***** Provided information *****

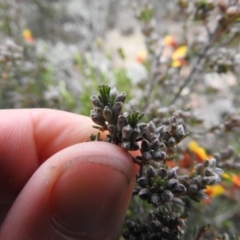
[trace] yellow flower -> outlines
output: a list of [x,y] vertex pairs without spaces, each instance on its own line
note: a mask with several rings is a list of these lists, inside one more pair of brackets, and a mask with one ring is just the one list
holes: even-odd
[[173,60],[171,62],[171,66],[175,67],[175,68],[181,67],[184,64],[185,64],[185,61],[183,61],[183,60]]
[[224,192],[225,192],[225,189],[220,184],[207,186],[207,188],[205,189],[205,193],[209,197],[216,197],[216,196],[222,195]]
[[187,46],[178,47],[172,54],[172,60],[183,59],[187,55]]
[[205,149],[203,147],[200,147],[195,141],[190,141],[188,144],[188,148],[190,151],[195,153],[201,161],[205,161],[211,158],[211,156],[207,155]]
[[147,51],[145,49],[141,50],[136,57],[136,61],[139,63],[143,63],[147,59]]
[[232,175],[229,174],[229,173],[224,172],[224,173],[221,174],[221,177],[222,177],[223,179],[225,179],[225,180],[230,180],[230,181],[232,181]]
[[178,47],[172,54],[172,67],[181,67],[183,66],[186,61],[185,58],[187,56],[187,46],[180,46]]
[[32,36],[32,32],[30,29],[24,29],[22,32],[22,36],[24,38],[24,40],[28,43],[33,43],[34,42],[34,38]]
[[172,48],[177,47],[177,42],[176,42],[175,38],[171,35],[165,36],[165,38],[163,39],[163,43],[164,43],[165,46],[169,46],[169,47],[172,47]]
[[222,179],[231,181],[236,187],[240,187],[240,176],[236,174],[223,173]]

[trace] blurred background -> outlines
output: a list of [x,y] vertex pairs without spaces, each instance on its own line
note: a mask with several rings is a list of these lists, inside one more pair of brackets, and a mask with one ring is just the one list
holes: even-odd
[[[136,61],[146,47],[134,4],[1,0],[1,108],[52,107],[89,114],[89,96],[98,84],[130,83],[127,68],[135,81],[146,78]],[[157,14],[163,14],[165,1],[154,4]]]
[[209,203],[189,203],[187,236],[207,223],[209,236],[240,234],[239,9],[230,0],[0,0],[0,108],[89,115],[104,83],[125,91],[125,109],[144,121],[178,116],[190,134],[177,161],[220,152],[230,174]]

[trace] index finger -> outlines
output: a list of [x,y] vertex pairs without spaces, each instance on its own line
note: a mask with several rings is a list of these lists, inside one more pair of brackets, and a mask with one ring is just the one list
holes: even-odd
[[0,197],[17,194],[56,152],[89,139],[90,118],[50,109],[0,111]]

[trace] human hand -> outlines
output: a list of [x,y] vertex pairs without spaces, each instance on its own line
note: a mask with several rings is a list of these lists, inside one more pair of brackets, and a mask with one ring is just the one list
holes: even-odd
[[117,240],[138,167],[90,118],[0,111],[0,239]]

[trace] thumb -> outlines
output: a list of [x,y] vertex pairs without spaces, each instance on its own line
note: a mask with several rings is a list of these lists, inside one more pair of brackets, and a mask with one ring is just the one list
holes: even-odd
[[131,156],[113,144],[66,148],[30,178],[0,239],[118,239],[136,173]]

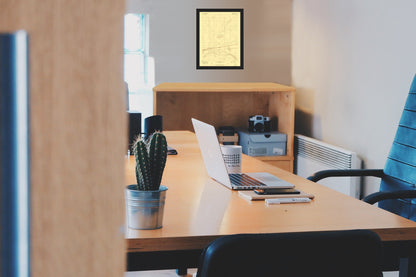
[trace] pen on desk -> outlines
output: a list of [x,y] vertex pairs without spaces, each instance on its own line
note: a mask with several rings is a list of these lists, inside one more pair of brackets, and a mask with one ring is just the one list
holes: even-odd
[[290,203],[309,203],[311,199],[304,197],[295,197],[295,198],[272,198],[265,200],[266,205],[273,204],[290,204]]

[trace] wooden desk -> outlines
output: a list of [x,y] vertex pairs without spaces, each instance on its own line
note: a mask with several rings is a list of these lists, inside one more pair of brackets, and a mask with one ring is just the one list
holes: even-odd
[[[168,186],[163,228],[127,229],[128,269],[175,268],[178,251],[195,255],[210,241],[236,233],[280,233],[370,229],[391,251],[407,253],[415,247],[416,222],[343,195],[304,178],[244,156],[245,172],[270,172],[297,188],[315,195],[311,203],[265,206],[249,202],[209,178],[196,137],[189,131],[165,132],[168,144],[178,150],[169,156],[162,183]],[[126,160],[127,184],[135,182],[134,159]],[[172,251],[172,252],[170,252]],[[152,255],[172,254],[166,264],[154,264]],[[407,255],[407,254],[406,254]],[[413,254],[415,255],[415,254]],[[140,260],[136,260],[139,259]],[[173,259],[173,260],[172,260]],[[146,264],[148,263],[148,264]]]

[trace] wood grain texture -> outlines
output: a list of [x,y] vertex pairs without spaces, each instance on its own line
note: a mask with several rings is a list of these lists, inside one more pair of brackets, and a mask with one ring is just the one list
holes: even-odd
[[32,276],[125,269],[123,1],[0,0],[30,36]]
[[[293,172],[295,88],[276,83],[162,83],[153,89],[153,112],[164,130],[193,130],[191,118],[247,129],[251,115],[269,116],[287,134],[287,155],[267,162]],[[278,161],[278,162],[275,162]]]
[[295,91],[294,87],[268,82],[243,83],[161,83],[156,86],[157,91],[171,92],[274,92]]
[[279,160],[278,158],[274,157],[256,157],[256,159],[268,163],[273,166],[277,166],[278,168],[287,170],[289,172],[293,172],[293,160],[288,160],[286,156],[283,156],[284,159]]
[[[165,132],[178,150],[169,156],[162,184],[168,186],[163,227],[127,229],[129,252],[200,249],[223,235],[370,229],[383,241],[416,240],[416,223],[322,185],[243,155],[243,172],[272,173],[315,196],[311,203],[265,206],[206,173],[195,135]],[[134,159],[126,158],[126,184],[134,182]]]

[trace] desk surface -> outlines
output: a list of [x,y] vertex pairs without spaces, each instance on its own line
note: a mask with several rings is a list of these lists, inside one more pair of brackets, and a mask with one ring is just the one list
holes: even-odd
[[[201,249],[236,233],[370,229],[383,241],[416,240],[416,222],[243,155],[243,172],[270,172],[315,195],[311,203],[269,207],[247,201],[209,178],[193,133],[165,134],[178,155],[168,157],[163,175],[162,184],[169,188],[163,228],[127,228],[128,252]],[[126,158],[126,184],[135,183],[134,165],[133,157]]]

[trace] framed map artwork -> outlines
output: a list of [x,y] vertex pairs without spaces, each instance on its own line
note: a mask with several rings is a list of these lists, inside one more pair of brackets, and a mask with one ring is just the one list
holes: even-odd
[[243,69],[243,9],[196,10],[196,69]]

*****

• Task to carry out
Gather all lines from the records above in which "desk" appears.

• Reply to the exercise
[trace] pen on desk -> outlines
[trace] wooden desk -> outlines
[trace] desk surface -> outlines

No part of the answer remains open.